▶ **What is required**:
Everything in the entries except the pictures should be copied exactly.
==========
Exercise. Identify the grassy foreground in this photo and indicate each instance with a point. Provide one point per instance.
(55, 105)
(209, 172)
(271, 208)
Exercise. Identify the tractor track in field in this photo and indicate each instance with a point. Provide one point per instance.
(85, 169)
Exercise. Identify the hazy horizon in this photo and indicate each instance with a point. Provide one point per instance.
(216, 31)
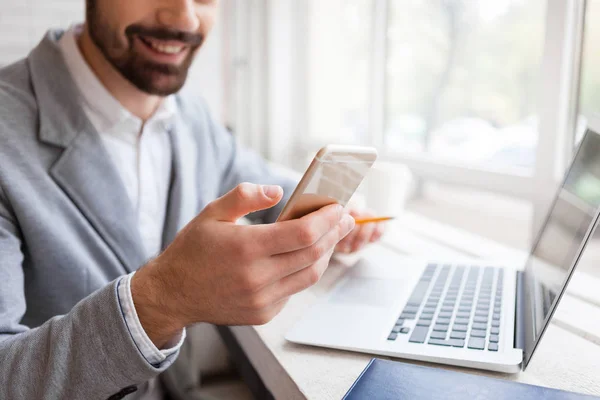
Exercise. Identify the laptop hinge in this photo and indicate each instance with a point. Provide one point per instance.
==========
▶ **Task response**:
Exercise. Identify the grassy foreground in this photo and indicate each instance with a point. Provide one point per instance.
(55, 105)
(209, 172)
(271, 208)
Exercise. Identify the tractor track in field in this photo and indicate each instance with a point. Provide one point per instance.
(85, 169)
Exercise. Identify the hazy horizon in this photo and indicate each instance with a point. Provide one point per instance.
(216, 31)
Exercise. Identify the laptop hinge in this photo and indicate each instance with a point. Provide one point per instance.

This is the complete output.